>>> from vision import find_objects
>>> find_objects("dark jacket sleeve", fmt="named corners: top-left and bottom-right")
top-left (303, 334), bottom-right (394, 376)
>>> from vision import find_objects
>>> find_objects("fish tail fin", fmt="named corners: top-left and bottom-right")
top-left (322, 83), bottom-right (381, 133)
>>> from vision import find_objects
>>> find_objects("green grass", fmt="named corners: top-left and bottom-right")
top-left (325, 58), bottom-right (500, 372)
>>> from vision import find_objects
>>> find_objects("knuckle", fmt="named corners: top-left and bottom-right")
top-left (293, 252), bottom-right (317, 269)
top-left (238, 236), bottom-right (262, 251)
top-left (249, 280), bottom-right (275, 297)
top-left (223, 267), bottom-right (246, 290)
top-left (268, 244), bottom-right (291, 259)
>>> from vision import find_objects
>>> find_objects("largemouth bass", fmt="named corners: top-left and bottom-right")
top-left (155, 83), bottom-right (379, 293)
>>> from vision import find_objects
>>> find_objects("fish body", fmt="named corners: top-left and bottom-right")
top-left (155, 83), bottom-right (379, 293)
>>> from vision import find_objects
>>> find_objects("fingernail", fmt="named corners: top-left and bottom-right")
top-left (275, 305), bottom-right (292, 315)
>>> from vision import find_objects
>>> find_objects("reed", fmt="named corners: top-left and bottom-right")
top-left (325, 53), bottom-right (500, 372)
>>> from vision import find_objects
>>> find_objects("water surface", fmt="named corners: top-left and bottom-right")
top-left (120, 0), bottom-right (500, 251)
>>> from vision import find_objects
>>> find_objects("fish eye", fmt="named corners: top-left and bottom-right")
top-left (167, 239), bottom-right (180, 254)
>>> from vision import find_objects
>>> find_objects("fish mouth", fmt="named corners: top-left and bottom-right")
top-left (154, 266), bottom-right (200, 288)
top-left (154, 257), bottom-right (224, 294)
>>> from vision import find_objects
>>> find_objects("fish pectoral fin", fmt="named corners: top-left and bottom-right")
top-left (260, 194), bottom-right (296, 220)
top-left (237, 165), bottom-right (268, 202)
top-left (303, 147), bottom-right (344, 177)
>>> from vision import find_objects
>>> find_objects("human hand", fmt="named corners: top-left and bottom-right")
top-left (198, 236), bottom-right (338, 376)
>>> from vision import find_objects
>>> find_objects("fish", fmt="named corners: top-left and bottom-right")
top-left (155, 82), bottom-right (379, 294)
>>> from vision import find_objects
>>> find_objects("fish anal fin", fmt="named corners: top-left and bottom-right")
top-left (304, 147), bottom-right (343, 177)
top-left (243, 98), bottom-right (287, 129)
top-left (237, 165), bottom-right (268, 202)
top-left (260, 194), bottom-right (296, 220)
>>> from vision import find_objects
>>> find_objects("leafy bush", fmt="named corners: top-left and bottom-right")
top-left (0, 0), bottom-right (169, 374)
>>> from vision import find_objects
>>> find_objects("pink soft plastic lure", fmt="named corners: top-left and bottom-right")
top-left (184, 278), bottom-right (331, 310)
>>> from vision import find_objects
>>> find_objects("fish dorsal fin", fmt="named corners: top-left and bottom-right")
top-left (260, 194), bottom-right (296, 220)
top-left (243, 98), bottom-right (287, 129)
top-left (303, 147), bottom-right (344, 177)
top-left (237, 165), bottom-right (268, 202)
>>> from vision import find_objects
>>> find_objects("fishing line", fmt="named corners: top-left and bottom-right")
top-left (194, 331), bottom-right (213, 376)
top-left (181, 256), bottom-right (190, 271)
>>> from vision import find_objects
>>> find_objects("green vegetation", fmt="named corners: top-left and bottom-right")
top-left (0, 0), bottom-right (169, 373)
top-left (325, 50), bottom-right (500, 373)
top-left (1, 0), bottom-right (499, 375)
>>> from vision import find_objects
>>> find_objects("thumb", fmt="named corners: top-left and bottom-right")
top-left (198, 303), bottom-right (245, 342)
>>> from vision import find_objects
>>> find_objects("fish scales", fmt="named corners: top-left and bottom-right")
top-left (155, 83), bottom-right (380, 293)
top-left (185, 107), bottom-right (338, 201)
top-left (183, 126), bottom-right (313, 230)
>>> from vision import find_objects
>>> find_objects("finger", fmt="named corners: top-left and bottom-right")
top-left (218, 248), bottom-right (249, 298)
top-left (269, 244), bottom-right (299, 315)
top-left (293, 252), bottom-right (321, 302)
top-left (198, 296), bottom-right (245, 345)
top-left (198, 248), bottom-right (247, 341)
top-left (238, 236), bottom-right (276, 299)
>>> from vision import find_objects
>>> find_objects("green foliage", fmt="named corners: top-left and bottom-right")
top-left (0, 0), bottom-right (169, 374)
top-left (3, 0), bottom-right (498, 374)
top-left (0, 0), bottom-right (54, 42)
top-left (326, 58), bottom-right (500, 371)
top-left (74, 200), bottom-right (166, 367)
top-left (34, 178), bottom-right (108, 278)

━━━━━━━━━━━━━━━━━━━━

WHAT TO WORK ON
The data above must be reproduced in full, exactly as given.

ANSWER
>>> from vision import find_objects
>>> find_objects("dark jacket sleeve", fmt="named corners: top-left and bottom-right")
top-left (303, 334), bottom-right (394, 376)
>>> from vision import find_objects
>>> find_objects("fish tail fin", fmt="named corners: top-left and bottom-right")
top-left (322, 83), bottom-right (381, 133)
>>> from vision import find_objects
>>> find_objects("green grass", fmt="named corners: top-left and bottom-right")
top-left (325, 58), bottom-right (500, 372)
>>> from vision import find_objects
>>> find_objects("knuckle", fmt="named corners: top-left and bottom-right")
top-left (293, 252), bottom-right (317, 269)
top-left (238, 236), bottom-right (262, 251)
top-left (249, 280), bottom-right (275, 297)
top-left (223, 267), bottom-right (246, 290)
top-left (268, 244), bottom-right (291, 259)
>>> from vision import find_objects
>>> find_objects("largemouth bass", fmt="named corners: top-left and bottom-right")
top-left (155, 83), bottom-right (379, 293)
>>> from vision import find_objects
>>> find_objects("fish body", fmt="named corners: top-left and bottom-right")
top-left (155, 83), bottom-right (379, 293)
>>> from vision import find_objects
>>> find_objects("fingernail", fmt="named corners: top-left and bottom-right")
top-left (275, 305), bottom-right (292, 315)
>>> from vision import find_objects
>>> find_objects("reed", fmt="named corners: top-left and bottom-right")
top-left (325, 53), bottom-right (500, 372)
>>> from vision import find_objects
>>> find_objects("water surface", fmt="named corners: top-left and bottom-right")
top-left (120, 0), bottom-right (500, 251)
>>> from vision import find_objects
>>> find_objects("fish eye", fmt="named corners: top-left and bottom-right")
top-left (167, 239), bottom-right (180, 254)
>>> from vision import find_objects
>>> find_objects("fish mouth", fmt="named corners: top-left and bottom-right")
top-left (154, 266), bottom-right (200, 288)
top-left (154, 257), bottom-right (224, 294)
>>> from vision import find_objects
>>> find_objects("fish pectoral fin", fmt="named corners: top-left and bottom-right")
top-left (260, 194), bottom-right (296, 220)
top-left (237, 165), bottom-right (268, 202)
top-left (303, 147), bottom-right (344, 177)
>>> from vision import find_objects
>>> find_objects("human hand", fmt="named corners: top-left and bottom-right")
top-left (198, 236), bottom-right (338, 376)
>>> from vision import find_objects
>>> find_objects("fish", fmt="named corners: top-left and bottom-right")
top-left (155, 82), bottom-right (379, 294)
>>> from vision import find_objects
>>> find_objects("fish anal fin", fmt="named corners: top-left and bottom-right")
top-left (304, 147), bottom-right (343, 177)
top-left (243, 98), bottom-right (287, 129)
top-left (237, 165), bottom-right (268, 202)
top-left (260, 194), bottom-right (296, 220)
>>> from vision import find_objects
>>> find_objects("leafy bush", fmt="named corners: top-left and bottom-right")
top-left (0, 0), bottom-right (169, 374)
>>> from vision import find_objects
>>> find_objects("pink soft plastic lure", fmt="named corners: top-left and bottom-right")
top-left (184, 278), bottom-right (331, 310)
>>> from vision import find_objects
>>> find_objects("fish dorsal fin", fmt="named corners: top-left and bottom-right")
top-left (260, 194), bottom-right (296, 220)
top-left (243, 98), bottom-right (287, 129)
top-left (303, 147), bottom-right (344, 177)
top-left (237, 165), bottom-right (268, 202)
>>> from vision import find_objects
>>> find_objects("fishing line", fmt="named corners: top-left and bottom-right")
top-left (194, 331), bottom-right (213, 376)
top-left (181, 256), bottom-right (190, 271)
>>> from vision import find_objects
>>> find_objects("green vegetation", fmt="named corners: top-left and bottom-right")
top-left (0, 0), bottom-right (169, 373)
top-left (325, 50), bottom-right (500, 373)
top-left (1, 0), bottom-right (499, 375)
>>> from vision import find_objects
>>> find_objects("thumb", fmt="named corners: top-left and bottom-right")
top-left (198, 303), bottom-right (245, 342)
>>> from vision import find_objects
>>> find_objects("fish scales", fmt="named corners: top-left and bottom-right")
top-left (155, 83), bottom-right (380, 293)
top-left (185, 107), bottom-right (338, 201)
top-left (183, 126), bottom-right (313, 230)
>>> from vision import find_objects
>>> find_objects("finger", fmt="named corners: top-left and bottom-right")
top-left (218, 248), bottom-right (249, 298)
top-left (269, 244), bottom-right (299, 315)
top-left (293, 252), bottom-right (321, 302)
top-left (198, 296), bottom-right (245, 345)
top-left (198, 248), bottom-right (247, 341)
top-left (238, 236), bottom-right (276, 299)
>>> from vision import find_objects
>>> find_objects("green foliage", fmt="named corners: top-left and bottom-right")
top-left (0, 0), bottom-right (169, 374)
top-left (3, 0), bottom-right (498, 374)
top-left (0, 0), bottom-right (54, 42)
top-left (326, 58), bottom-right (500, 371)
top-left (74, 200), bottom-right (166, 367)
top-left (34, 178), bottom-right (108, 278)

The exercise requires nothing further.